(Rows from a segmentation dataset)
++++++++++++++++++++

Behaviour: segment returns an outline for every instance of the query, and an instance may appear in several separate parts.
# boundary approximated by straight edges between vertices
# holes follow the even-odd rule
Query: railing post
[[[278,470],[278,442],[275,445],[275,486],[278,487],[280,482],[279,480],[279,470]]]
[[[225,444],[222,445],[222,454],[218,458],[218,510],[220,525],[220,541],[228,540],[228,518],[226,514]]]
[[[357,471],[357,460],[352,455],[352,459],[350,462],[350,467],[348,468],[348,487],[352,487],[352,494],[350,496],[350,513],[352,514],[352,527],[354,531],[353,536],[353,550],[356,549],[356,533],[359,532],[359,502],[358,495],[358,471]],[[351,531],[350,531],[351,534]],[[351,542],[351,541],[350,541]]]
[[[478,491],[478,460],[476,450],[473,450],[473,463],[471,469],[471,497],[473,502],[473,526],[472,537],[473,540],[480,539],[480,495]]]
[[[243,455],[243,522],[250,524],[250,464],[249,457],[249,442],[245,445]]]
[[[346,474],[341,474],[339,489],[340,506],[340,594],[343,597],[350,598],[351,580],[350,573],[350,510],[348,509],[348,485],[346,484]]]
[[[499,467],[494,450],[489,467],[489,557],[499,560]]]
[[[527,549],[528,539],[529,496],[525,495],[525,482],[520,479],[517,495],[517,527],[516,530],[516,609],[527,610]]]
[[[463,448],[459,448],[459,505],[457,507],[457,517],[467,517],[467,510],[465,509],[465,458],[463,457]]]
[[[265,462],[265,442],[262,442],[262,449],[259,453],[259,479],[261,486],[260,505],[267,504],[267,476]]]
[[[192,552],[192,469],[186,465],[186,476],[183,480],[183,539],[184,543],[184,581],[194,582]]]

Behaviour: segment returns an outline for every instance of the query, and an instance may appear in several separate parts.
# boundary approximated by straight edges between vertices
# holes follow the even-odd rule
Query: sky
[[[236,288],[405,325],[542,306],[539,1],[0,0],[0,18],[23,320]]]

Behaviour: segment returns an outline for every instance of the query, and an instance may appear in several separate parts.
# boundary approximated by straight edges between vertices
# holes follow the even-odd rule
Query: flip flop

++++++++++++++++++++

*REQUIRED WORK*.
Update the entries above by replacing "railing post" with "fence post", leaving every other character unchanged.

*FULL SOLUTION*.
Behaviour: segment returns an outline for every instance of the query, and an instance may appear in several separate parts.
# boundary approximated by straight edges between vertices
# holes follow the even-odd rule
Query: fence post
[[[278,470],[278,442],[275,445],[275,486],[278,487],[280,482],[279,480],[279,470]]]
[[[225,444],[222,445],[222,454],[218,458],[218,510],[220,525],[220,541],[228,540],[228,518],[226,514]]]
[[[357,471],[357,460],[352,455],[352,459],[350,462],[350,467],[348,468],[348,487],[352,487],[352,494],[350,496],[350,513],[352,514],[352,527],[354,531],[353,536],[353,550],[356,549],[356,533],[359,532],[359,502],[358,495],[358,471]],[[351,531],[350,531],[351,534]],[[351,542],[351,541],[350,541]]]
[[[478,491],[478,460],[476,450],[473,450],[473,463],[471,469],[471,497],[473,502],[473,526],[472,537],[473,540],[480,539],[480,495]]]
[[[243,455],[243,522],[250,524],[250,464],[249,457],[249,442],[245,445]]]
[[[346,474],[341,474],[339,489],[340,506],[340,594],[343,597],[350,598],[351,580],[350,573],[350,510],[348,509],[348,485],[346,484]]]
[[[499,467],[494,450],[489,467],[489,557],[499,560]]]
[[[527,549],[528,539],[529,496],[525,495],[525,482],[520,479],[517,495],[517,527],[516,530],[516,609],[527,610]]]
[[[463,448],[459,448],[459,505],[457,507],[457,517],[467,517],[467,510],[465,509],[465,458],[463,457]]]
[[[265,462],[265,442],[262,442],[262,449],[259,453],[259,479],[261,486],[260,505],[267,504],[267,476]]]
[[[192,552],[192,469],[186,465],[186,476],[183,480],[183,539],[184,543],[184,581],[194,582]]]

Behaviour: segment returns an outline for every instance of the query, and an instance may appear in several separate parts.
# boundary approximated by straight edges between vertices
# holes follow the even-odd rule
Query: sky
[[[236,288],[405,325],[542,306],[539,1],[0,0],[0,18],[23,320]]]

Behaviour: segment returns an outline for every instance of the query, and an instance may appear in several separate parts.
# boundary approximated by straight edges between vertices
# holes follow the even-odd rule
Query: flip flop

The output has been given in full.